### Text section:
○ ○ ○ ○

Impact of market integration on employment conditions in road haulage
23 Nov 2015
Andrea Broughton, IES Principal Research Fellow
The road haulage sector is an important transnational sector in the European Union. The industry has undergone significant structural change over the past decade, due to liberalisation of the market and the increased competition that this has caused. IES recently undertook research for the European Parliament that assessed the impact of market integration on employment conditions in the sector. A complicated picture emerged of a sector characterised by long and complex subcontracting chains and instances of long driving times, inadequate rest, and some employer practices aimed at circumventing EU and national employment regulation.
Composition of the sector
The road haulage sector is very male dominated, with open-ended and full-time employment the most common form of contracting. However, subcontracting is becoming a prominent feature of the sector, often involving complex subcontracting chains across borders, which enable employers to benefit from hiring workers on the basis of lower wage levels. This practice of subcontracting has been linked to a proliferation of employment practices that have the capacity to undermine the working conditions of drivers. These include false or bogus self-employment and the employment of non-resident drivers via so-called letter-box companies, which are companies registered in a particular Member State, but which in actual fact have no activity in that country.
The sector has undergone significant structural change over the past 10 years, due to market integration and liberalisation, resulting in increased competition following the opening of market access for drivers from the newer EU Member States in central and eastern Europe (the so-called EU12). Operations based in these countries now have a much greater share of the market than 10 years previously, and the number of those employed in the sector overall has grown significantly in most EU-13 countries (EU-12 plus Croatia) in the past 10 years, whereas it decreased in most of the other EU Member States.

○ ○ ○ ○

### Directions:
Copy the passage of the road haulage article from "The sector has" to "EU Member States." word for word.

[Position annotation items]
○ ○ ○ ○

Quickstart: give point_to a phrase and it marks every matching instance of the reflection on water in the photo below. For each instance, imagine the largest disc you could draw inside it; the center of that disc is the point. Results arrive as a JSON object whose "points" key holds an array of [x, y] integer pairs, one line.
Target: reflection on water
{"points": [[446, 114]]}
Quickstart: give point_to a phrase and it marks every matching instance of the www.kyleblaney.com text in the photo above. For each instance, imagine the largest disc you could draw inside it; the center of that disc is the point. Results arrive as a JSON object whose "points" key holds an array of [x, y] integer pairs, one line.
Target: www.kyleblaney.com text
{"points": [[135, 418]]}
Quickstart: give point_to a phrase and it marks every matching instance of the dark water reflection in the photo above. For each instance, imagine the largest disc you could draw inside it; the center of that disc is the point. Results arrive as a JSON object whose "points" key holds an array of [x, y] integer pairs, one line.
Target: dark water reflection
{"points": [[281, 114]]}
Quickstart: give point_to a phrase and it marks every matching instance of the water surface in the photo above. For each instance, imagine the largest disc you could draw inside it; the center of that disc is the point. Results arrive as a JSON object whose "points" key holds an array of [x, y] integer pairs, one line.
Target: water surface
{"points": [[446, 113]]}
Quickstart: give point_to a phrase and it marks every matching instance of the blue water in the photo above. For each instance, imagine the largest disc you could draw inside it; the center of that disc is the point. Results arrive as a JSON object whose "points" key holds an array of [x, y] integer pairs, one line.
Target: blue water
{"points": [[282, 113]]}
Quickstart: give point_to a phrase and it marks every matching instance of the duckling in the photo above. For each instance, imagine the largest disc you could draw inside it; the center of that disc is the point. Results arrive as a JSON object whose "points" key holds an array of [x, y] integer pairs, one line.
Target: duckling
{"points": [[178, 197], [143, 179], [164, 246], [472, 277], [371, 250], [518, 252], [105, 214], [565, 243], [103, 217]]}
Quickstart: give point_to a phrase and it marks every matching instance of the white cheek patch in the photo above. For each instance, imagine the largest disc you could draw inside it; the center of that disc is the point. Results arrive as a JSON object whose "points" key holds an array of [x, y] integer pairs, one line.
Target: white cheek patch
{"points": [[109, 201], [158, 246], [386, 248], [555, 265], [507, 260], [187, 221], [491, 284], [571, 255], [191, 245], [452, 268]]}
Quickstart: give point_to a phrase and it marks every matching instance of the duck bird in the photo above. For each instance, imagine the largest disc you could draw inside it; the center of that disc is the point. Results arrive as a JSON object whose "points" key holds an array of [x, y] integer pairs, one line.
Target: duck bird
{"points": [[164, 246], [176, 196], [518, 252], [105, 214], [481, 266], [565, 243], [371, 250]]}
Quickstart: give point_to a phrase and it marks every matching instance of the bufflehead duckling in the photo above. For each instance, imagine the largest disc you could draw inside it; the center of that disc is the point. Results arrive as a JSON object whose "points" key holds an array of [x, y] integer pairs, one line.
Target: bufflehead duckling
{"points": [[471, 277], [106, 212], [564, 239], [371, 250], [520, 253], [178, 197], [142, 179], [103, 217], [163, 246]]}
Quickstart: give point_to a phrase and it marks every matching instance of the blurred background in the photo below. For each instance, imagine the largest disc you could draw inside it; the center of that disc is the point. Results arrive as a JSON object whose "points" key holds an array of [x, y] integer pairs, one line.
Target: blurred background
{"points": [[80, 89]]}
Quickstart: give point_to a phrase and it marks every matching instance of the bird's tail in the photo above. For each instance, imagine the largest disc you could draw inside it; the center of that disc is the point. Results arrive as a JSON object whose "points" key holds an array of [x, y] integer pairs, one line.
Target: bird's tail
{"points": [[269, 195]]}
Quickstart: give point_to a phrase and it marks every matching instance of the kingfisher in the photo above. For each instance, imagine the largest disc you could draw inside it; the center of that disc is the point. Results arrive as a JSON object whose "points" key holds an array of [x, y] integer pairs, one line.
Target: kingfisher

○ ○ ○ ○

### Result for this exercise:
The sector has undergone significant structural change over the past 10 years, due to market integration and liberalisation, resulting in increased competition following the opening of market access for drivers from the newer EU Member States in central and eastern Europe (the so-called EU12). Operations based in these countries now have a much greater share of the market than 10 years previously, and the number of those employed in the sector overall has grown significantly in most EU-13 countries (EU-12 plus Croatia) in the past 10 years, whereas it decreased in most of the other EU Member States.